INSTRUCTIONS FOR THE TASK | Retype the tail of the data exactly, starting at the line containing "Annotate each instance of the white t-shirt" and stopping at the last line.

>> Start RECORDS FOR PROCESSING

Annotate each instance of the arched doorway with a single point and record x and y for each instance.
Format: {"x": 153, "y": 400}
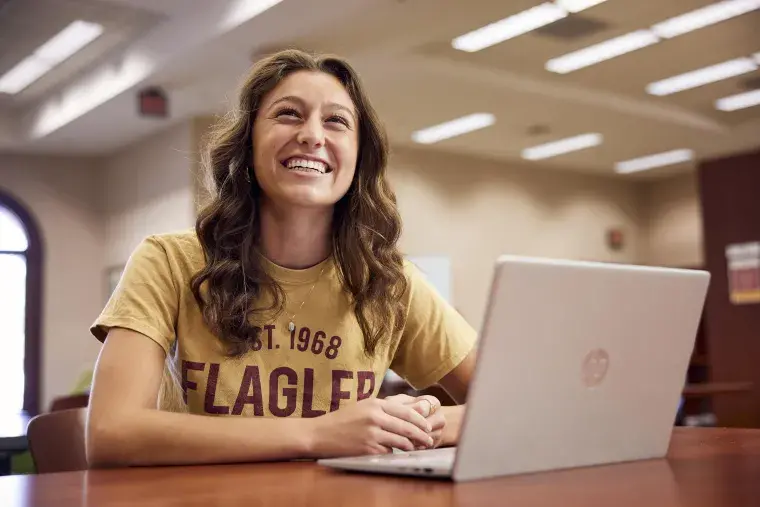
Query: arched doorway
{"x": 20, "y": 307}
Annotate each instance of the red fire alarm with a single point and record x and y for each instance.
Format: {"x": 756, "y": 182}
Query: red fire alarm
{"x": 615, "y": 239}
{"x": 152, "y": 102}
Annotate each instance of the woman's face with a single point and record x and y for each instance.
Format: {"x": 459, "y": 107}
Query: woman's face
{"x": 306, "y": 141}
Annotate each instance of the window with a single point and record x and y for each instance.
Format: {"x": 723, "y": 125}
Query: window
{"x": 20, "y": 263}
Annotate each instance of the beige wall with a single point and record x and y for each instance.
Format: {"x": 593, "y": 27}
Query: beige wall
{"x": 148, "y": 189}
{"x": 673, "y": 222}
{"x": 63, "y": 194}
{"x": 473, "y": 210}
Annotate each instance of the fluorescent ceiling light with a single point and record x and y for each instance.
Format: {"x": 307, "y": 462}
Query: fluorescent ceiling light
{"x": 454, "y": 128}
{"x": 64, "y": 44}
{"x": 578, "y": 5}
{"x": 652, "y": 161}
{"x": 702, "y": 76}
{"x": 602, "y": 51}
{"x": 508, "y": 28}
{"x": 706, "y": 16}
{"x": 739, "y": 101}
{"x": 562, "y": 146}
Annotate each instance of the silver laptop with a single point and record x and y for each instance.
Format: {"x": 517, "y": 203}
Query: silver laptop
{"x": 578, "y": 364}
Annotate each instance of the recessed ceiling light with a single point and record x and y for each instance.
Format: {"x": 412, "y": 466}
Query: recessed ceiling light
{"x": 508, "y": 28}
{"x": 453, "y": 128}
{"x": 602, "y": 51}
{"x": 739, "y": 101}
{"x": 652, "y": 161}
{"x": 562, "y": 146}
{"x": 706, "y": 16}
{"x": 578, "y": 5}
{"x": 700, "y": 77}
{"x": 64, "y": 44}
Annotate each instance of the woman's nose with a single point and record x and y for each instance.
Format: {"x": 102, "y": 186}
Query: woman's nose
{"x": 311, "y": 133}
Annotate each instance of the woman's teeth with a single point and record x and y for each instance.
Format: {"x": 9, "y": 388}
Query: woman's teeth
{"x": 300, "y": 164}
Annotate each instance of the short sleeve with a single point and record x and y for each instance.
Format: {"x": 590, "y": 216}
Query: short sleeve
{"x": 435, "y": 339}
{"x": 146, "y": 298}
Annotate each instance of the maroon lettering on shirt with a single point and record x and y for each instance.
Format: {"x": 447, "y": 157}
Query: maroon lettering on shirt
{"x": 290, "y": 393}
{"x": 269, "y": 328}
{"x": 213, "y": 379}
{"x": 186, "y": 383}
{"x": 337, "y": 393}
{"x": 250, "y": 380}
{"x": 308, "y": 395}
{"x": 363, "y": 377}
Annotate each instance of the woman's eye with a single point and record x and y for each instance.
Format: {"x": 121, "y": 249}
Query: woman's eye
{"x": 288, "y": 112}
{"x": 339, "y": 119}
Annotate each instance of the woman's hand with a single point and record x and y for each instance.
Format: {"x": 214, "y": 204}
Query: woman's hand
{"x": 371, "y": 426}
{"x": 429, "y": 408}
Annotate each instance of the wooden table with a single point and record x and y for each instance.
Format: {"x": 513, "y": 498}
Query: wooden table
{"x": 705, "y": 468}
{"x": 12, "y": 438}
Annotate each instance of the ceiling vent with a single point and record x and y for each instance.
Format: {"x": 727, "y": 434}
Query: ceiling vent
{"x": 572, "y": 27}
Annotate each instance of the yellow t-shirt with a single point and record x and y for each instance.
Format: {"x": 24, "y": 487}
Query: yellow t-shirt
{"x": 317, "y": 368}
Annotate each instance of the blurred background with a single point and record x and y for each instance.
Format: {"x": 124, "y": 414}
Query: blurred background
{"x": 618, "y": 131}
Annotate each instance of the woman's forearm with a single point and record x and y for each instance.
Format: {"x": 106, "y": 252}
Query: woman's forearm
{"x": 153, "y": 437}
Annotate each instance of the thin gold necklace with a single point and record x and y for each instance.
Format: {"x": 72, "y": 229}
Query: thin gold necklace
{"x": 292, "y": 323}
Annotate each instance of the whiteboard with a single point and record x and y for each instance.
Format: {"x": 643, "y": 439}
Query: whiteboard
{"x": 437, "y": 269}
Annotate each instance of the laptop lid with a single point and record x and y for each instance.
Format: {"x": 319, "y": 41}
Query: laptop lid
{"x": 579, "y": 363}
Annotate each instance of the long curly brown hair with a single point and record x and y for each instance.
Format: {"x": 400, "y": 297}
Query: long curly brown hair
{"x": 366, "y": 223}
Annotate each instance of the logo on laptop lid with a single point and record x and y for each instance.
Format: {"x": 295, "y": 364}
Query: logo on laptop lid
{"x": 594, "y": 367}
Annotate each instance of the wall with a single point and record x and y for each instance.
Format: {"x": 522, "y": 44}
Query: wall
{"x": 672, "y": 218}
{"x": 473, "y": 210}
{"x": 148, "y": 189}
{"x": 63, "y": 194}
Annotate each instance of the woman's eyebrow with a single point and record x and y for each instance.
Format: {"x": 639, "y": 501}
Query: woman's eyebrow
{"x": 302, "y": 103}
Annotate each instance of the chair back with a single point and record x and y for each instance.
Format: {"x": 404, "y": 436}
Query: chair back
{"x": 70, "y": 401}
{"x": 57, "y": 442}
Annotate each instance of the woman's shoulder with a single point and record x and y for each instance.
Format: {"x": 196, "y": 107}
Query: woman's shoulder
{"x": 181, "y": 249}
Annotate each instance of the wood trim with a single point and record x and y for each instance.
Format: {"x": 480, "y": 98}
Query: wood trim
{"x": 34, "y": 288}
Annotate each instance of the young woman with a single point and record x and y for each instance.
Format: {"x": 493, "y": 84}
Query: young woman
{"x": 286, "y": 305}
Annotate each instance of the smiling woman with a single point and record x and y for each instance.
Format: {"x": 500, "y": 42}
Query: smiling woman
{"x": 287, "y": 304}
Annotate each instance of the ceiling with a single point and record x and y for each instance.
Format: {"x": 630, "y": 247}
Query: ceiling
{"x": 402, "y": 49}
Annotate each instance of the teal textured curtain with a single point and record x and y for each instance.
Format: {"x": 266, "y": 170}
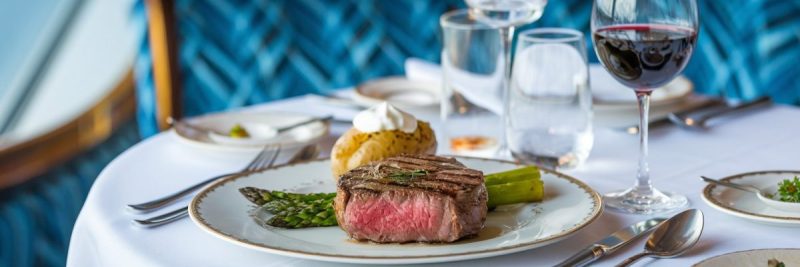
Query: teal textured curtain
{"x": 236, "y": 53}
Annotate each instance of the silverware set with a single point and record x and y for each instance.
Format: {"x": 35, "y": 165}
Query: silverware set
{"x": 697, "y": 117}
{"x": 264, "y": 159}
{"x": 669, "y": 238}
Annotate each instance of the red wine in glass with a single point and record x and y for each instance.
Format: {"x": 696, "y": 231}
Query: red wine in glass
{"x": 644, "y": 56}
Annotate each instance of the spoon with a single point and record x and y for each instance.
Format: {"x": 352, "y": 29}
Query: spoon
{"x": 673, "y": 237}
{"x": 763, "y": 196}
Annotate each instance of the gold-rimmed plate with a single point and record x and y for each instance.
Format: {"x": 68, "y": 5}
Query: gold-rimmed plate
{"x": 569, "y": 205}
{"x": 746, "y": 205}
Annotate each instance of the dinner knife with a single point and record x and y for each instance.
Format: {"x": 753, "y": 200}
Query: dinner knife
{"x": 611, "y": 243}
{"x": 665, "y": 121}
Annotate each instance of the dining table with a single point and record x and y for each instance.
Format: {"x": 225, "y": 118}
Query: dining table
{"x": 762, "y": 139}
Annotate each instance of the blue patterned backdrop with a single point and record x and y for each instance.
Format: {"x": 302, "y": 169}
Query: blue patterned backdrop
{"x": 236, "y": 53}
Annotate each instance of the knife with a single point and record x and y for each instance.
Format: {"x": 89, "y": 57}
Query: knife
{"x": 611, "y": 243}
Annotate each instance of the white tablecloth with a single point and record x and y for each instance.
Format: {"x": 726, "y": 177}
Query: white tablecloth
{"x": 766, "y": 139}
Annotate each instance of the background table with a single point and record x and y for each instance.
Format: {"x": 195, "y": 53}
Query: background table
{"x": 760, "y": 140}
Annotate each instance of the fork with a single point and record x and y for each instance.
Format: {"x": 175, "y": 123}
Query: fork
{"x": 306, "y": 153}
{"x": 700, "y": 122}
{"x": 264, "y": 158}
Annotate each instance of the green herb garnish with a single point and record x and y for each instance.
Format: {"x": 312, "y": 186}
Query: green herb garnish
{"x": 789, "y": 190}
{"x": 237, "y": 131}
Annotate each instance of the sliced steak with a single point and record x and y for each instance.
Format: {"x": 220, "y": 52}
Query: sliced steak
{"x": 418, "y": 198}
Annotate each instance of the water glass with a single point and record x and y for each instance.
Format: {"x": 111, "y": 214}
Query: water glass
{"x": 473, "y": 71}
{"x": 550, "y": 103}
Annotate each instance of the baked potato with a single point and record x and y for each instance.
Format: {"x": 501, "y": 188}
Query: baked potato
{"x": 356, "y": 148}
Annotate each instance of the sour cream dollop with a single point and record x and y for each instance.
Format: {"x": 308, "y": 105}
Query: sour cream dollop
{"x": 384, "y": 117}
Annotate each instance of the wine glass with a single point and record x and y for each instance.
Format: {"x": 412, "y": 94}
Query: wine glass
{"x": 506, "y": 15}
{"x": 644, "y": 44}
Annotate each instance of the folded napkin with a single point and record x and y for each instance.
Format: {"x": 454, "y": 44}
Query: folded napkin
{"x": 481, "y": 90}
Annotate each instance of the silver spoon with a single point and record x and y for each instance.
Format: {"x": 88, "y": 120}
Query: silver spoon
{"x": 673, "y": 237}
{"x": 763, "y": 196}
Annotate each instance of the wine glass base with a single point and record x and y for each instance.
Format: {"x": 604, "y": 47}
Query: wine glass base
{"x": 635, "y": 202}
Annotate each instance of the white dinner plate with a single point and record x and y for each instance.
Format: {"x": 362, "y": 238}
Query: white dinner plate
{"x": 400, "y": 92}
{"x": 223, "y": 122}
{"x": 609, "y": 94}
{"x": 747, "y": 205}
{"x": 569, "y": 205}
{"x": 756, "y": 257}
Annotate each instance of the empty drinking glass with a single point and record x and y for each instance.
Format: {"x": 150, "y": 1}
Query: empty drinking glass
{"x": 473, "y": 69}
{"x": 550, "y": 103}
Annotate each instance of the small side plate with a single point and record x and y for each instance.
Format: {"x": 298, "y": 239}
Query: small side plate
{"x": 746, "y": 205}
{"x": 400, "y": 92}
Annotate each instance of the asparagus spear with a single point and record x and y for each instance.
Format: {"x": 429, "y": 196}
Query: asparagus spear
{"x": 514, "y": 186}
{"x": 294, "y": 210}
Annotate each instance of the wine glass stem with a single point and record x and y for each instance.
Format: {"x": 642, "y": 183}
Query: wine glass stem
{"x": 506, "y": 37}
{"x": 643, "y": 185}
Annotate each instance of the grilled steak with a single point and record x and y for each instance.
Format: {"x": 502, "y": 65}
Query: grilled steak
{"x": 418, "y": 198}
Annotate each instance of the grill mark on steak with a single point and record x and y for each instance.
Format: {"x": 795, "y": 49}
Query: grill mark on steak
{"x": 445, "y": 204}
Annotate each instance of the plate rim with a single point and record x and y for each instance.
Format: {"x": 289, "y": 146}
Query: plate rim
{"x": 740, "y": 251}
{"x": 715, "y": 203}
{"x": 216, "y": 146}
{"x": 365, "y": 100}
{"x": 196, "y": 217}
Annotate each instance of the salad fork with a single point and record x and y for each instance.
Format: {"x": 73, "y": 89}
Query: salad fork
{"x": 266, "y": 157}
{"x": 308, "y": 152}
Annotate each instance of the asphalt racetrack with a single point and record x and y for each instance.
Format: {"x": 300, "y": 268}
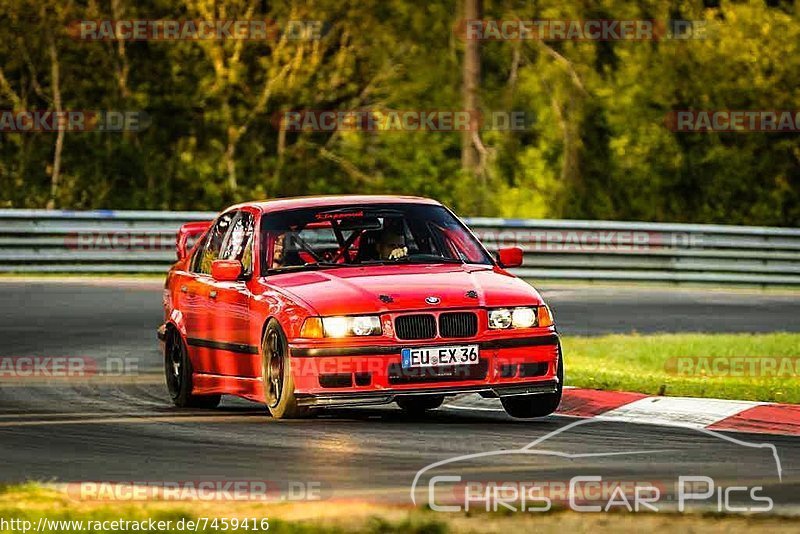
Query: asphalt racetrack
{"x": 125, "y": 429}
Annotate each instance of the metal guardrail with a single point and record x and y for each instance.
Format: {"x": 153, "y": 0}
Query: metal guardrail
{"x": 144, "y": 241}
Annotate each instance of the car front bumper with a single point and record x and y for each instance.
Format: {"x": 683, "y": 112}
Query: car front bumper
{"x": 364, "y": 374}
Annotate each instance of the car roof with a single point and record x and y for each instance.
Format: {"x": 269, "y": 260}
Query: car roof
{"x": 281, "y": 204}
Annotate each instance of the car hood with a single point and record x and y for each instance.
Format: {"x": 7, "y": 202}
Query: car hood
{"x": 358, "y": 290}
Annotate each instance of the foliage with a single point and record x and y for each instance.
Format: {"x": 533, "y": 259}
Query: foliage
{"x": 597, "y": 146}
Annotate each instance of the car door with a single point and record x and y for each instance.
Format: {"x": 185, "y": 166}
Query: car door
{"x": 229, "y": 324}
{"x": 199, "y": 308}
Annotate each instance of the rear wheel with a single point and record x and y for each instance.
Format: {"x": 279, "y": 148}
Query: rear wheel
{"x": 528, "y": 406}
{"x": 276, "y": 372}
{"x": 420, "y": 404}
{"x": 178, "y": 372}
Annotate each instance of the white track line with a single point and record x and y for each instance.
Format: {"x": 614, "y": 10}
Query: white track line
{"x": 678, "y": 411}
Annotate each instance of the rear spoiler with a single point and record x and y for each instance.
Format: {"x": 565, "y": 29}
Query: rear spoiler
{"x": 188, "y": 234}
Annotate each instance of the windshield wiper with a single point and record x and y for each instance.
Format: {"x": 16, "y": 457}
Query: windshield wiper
{"x": 410, "y": 259}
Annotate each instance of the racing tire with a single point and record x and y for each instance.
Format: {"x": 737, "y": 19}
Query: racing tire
{"x": 178, "y": 372}
{"x": 419, "y": 405}
{"x": 276, "y": 373}
{"x": 530, "y": 406}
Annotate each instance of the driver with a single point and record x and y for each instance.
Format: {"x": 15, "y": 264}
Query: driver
{"x": 277, "y": 251}
{"x": 391, "y": 245}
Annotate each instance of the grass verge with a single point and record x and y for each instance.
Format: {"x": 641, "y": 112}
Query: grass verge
{"x": 30, "y": 502}
{"x": 759, "y": 367}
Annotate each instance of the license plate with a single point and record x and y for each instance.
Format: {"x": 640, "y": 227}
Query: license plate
{"x": 438, "y": 356}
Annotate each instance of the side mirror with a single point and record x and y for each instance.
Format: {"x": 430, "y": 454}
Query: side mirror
{"x": 226, "y": 270}
{"x": 188, "y": 235}
{"x": 509, "y": 256}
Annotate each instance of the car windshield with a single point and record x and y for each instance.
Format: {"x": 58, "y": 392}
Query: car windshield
{"x": 330, "y": 237}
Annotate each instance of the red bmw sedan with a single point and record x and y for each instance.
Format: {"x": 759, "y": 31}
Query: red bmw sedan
{"x": 316, "y": 302}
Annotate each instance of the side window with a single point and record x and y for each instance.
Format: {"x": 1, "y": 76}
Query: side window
{"x": 210, "y": 250}
{"x": 238, "y": 243}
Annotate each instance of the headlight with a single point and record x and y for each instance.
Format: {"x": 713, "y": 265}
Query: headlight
{"x": 522, "y": 317}
{"x": 499, "y": 319}
{"x": 364, "y": 325}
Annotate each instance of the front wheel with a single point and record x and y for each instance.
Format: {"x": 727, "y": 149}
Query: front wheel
{"x": 178, "y": 372}
{"x": 276, "y": 373}
{"x": 528, "y": 406}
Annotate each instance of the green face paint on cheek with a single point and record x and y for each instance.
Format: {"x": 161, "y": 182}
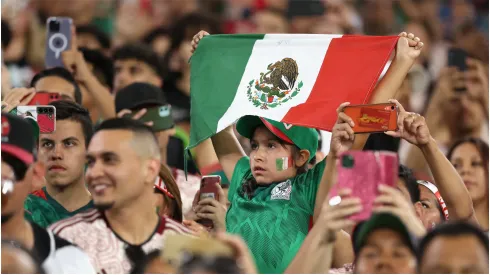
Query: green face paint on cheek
{"x": 283, "y": 163}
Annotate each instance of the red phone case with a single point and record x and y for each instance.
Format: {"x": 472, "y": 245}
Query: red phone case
{"x": 368, "y": 171}
{"x": 373, "y": 118}
{"x": 43, "y": 98}
{"x": 46, "y": 123}
{"x": 209, "y": 188}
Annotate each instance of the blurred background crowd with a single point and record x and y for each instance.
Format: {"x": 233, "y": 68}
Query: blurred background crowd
{"x": 128, "y": 41}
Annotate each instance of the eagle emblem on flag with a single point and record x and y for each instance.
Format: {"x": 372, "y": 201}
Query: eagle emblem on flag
{"x": 276, "y": 86}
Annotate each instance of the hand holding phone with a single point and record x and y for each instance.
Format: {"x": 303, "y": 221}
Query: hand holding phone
{"x": 45, "y": 116}
{"x": 362, "y": 172}
{"x": 373, "y": 118}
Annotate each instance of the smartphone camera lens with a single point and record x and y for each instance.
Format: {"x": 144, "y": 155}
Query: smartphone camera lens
{"x": 54, "y": 26}
{"x": 348, "y": 161}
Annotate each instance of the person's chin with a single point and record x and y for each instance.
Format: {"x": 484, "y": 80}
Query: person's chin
{"x": 103, "y": 205}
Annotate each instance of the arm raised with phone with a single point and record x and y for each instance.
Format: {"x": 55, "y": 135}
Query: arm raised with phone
{"x": 413, "y": 128}
{"x": 74, "y": 62}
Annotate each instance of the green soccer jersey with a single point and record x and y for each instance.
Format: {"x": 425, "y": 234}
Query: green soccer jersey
{"x": 275, "y": 221}
{"x": 43, "y": 210}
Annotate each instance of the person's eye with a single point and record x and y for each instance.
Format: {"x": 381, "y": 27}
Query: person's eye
{"x": 89, "y": 162}
{"x": 47, "y": 144}
{"x": 70, "y": 143}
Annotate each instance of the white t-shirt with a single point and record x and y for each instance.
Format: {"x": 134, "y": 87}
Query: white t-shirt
{"x": 58, "y": 256}
{"x": 92, "y": 233}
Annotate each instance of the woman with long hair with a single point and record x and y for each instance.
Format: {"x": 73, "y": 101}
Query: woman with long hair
{"x": 470, "y": 158}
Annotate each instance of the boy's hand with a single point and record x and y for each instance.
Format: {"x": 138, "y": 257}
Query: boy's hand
{"x": 408, "y": 47}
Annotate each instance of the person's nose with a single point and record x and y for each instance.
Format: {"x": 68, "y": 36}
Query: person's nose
{"x": 57, "y": 152}
{"x": 94, "y": 171}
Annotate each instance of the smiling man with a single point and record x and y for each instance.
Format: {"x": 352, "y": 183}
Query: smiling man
{"x": 63, "y": 153}
{"x": 123, "y": 162}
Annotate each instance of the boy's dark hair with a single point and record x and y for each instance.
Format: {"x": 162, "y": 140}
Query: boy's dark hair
{"x": 154, "y": 34}
{"x": 61, "y": 73}
{"x": 101, "y": 36}
{"x": 17, "y": 245}
{"x": 451, "y": 229}
{"x": 6, "y": 34}
{"x": 140, "y": 52}
{"x": 19, "y": 167}
{"x": 139, "y": 259}
{"x": 184, "y": 29}
{"x": 102, "y": 65}
{"x": 480, "y": 145}
{"x": 67, "y": 110}
{"x": 406, "y": 175}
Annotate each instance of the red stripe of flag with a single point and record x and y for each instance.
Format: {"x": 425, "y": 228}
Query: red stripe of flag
{"x": 340, "y": 81}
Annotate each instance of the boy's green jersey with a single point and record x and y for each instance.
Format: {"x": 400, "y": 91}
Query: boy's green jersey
{"x": 43, "y": 210}
{"x": 275, "y": 221}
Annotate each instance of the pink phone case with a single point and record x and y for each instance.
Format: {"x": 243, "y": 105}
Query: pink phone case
{"x": 362, "y": 172}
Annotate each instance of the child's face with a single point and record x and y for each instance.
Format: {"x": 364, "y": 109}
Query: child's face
{"x": 266, "y": 150}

>> End RECORDS FOR PROCESSING

EXERCISE SOLUTION |
Annotate each instance of the white t-shirt with a single point and record x and y for each instance.
Format: {"x": 134, "y": 87}
Query: white t-shirt
{"x": 58, "y": 256}
{"x": 92, "y": 233}
Annotate each instance of the woman with long hair with a single point and record x and y for each instance.
Format: {"x": 73, "y": 101}
Query: woman with long hair
{"x": 470, "y": 158}
Annotate each instance of the boy's hand with a single point and record x and y for each instance.
Format: {"x": 138, "y": 257}
Query: boy's hand
{"x": 408, "y": 47}
Annotate each instance of the person's nose with a single point and record x and y for each instance.
Format: {"x": 68, "y": 36}
Query: person's nose
{"x": 57, "y": 152}
{"x": 94, "y": 171}
Annotate each instance of the smiling man with a single point and record x and y for each instance.
Format: {"x": 352, "y": 183}
Query: smiling man
{"x": 63, "y": 153}
{"x": 123, "y": 162}
Annotate each instance of the boy's dark hair with a single point and record x and y for each instance.
Format: {"x": 162, "y": 140}
Query: boy's dark hair
{"x": 154, "y": 34}
{"x": 61, "y": 73}
{"x": 101, "y": 36}
{"x": 17, "y": 245}
{"x": 451, "y": 229}
{"x": 6, "y": 34}
{"x": 140, "y": 52}
{"x": 19, "y": 167}
{"x": 139, "y": 259}
{"x": 184, "y": 29}
{"x": 102, "y": 65}
{"x": 480, "y": 145}
{"x": 67, "y": 110}
{"x": 406, "y": 175}
Annotate each instance of the red stripe of flag with a single point and record x and y for each instance.
Format: {"x": 425, "y": 228}
Query: red stripe of flag
{"x": 340, "y": 81}
Annotate each instance of the boy's green jersey with a single point and record x and y for each instance.
Format: {"x": 400, "y": 91}
Query: boy's green jersey
{"x": 43, "y": 210}
{"x": 275, "y": 221}
Annotate each instance of the pink phone case with a single point and record x and y for each instance.
Format: {"x": 243, "y": 105}
Query: pink phone case
{"x": 362, "y": 172}
Annotate each instance of the child's face with a single point and record x and y for each instance.
Format: {"x": 364, "y": 109}
Query: child's face
{"x": 266, "y": 150}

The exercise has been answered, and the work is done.